Exercise set —
a – List every fault the Fiend Without a Face review finds with the film's plot or acting.
b – In the Fiend Without a Face review, who plays Major Cummings?
c – Continue the Fiend Without a Face review from its last sentence.

Text to read —

Fiend Without a Face is cheese at its finest. The plot is meandering and ridiculous but boy is the final minutes of it hilarious! If anything I recommend watching the last ten minutes of this film and laugh heartily. The acting is sitcom bad and again the plot is boring but thankfully the short runtime makes that irrelevant. This is a recommend purely for the moments to laugh and embrace the B-movie ridiculousness.
A series of gruesome murders happen around an US army base. Major Cummings (Marshall Thompson) vows to solve the murders but discovers that a local scientist has developed telekinetic powers that have manifested as creatures who need brains and spines.

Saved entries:

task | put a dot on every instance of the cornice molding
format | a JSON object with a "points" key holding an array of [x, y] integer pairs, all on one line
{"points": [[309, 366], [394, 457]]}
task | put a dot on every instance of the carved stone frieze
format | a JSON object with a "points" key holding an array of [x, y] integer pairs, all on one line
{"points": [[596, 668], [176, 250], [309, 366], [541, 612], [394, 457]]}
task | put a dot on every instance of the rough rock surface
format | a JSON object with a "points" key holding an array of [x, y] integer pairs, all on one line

Responses in order —
a –
- The plot is meandering.
- The plot is ridiculous.
- The plot is boring.
- The acting is sitcom bad.

b – Marshall Thompson

c –
I’d heard about Fiend Without a Face through a list about the best horror films out there. I should have known what to expect when the list mentioned how the ending was the only reason to watch; they’re not wrong. The film itself is a typical 1950s sci-fi story focused on debating ideas of science vs. military, set around a military base, and emphasizing a fear of nuclear testing. Of course you have a psychologist Professor Walgate (Kynaston Reeves) who creates the creature unintentionally and is our “villain” vs. the American as apple pie (ironic considering this is a British production set in Canada) Major Cummings who finds it appalling that the townsfolk assume that nuclear fallout is responsible for the murders (gee I wonder where they’d get that idea). With all that being said it’s safe to assume the story is predictable and boring. Clocking in at about an hour and fourteen minutes the film takes a lot of time involving discussion about the formation of the creatures, the creatures in invisible mode killing people, and the search for said creatures. Nothing remotely scary, gory, and memorable happens until the final five minutes!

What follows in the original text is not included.